Required task :: Continue the summer movie preview below, picking up from the point where it stops.

Text provided ::
Bottom Line: Maybe this is the weekend you go camping instead of spending an afternoon or evening in an air-conditioned theater.

Evan Almighty (June 22)

Remember the character Evan Baxter from the 2003 comedy “Bruce Almighty?” Probably not, since that movie was lathered in Jim Carrey’s flamboyant “look-at-me” brand of humor. But “Bruce Almighty” was one of America’s first glimpses into the comedic genius of Steve Carell (TV’s “The Office,” “The 40 Year Old Virgin,” “Little Miss Sunshine”). In this “sequel,” Carell returns as Evan Baxter and teams with God (Morgan Freeman) to build an ark and warn the world of the soon-to-be flood.

Bottom Line: We’ve been saturated with Jim Carrey, Will Ferrell and Jack Black lately, to the point their humor is waning. Is the same about to happen with Steve Carell?

Live Free or Die Hard (June 27)

Data lines ::
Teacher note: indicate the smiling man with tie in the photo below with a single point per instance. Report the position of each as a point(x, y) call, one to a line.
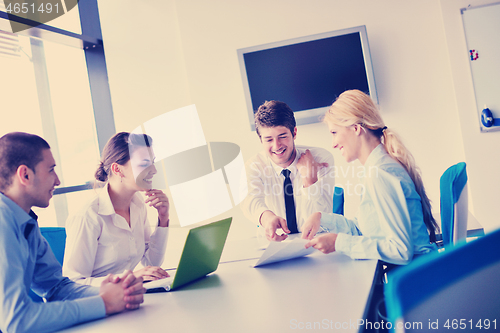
point(286, 182)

Answer to this exercise ::
Rocky Balboa came back to theaters last year and John Rambo will be returning soon, so why not invite our old pal John McClane (Bruce Willis) back to the table? Len Wiseman (“Underworld” and “Underworld: Evolution”) directs the fourth installment of the “Die Hard” series and, in my opinion is one lucky fella. Not only will he certainly exceed expectations (because “Die Hard: With a Vengeance” was total crap), but he’s married to Kate Beckinsale (“Click”), who might be one of the hottest females alive.

Bottom Line: Explosions, minimal CGI and Willis saying “Yippikiyay Mother Flecther” is definitely worth the full price ticket.

Ratatouille (June 29)

Has Pixar ever made a bad movie? From “Toy Story” to “The Incredibles” to “Cars,” everything they touch turns into sweaty piles of cash for Disney. I’d expect the same from this story, about two wannabe chefs – one a human, the other a rat – that team together to take Paris by storm. Plus, director Brad Bird has two amazing features in “The Iron Giant” and “The Incredibles” under his belt, so I’d be hard pressed to see this movie nose-diving.

Bottom Line: No big-name voice talent could spell trouble, but, then again, it’s not like Craig T. Nelson and Holly Hunter sent people into frenzy with “The Incredibles.”

Transformers (July 4)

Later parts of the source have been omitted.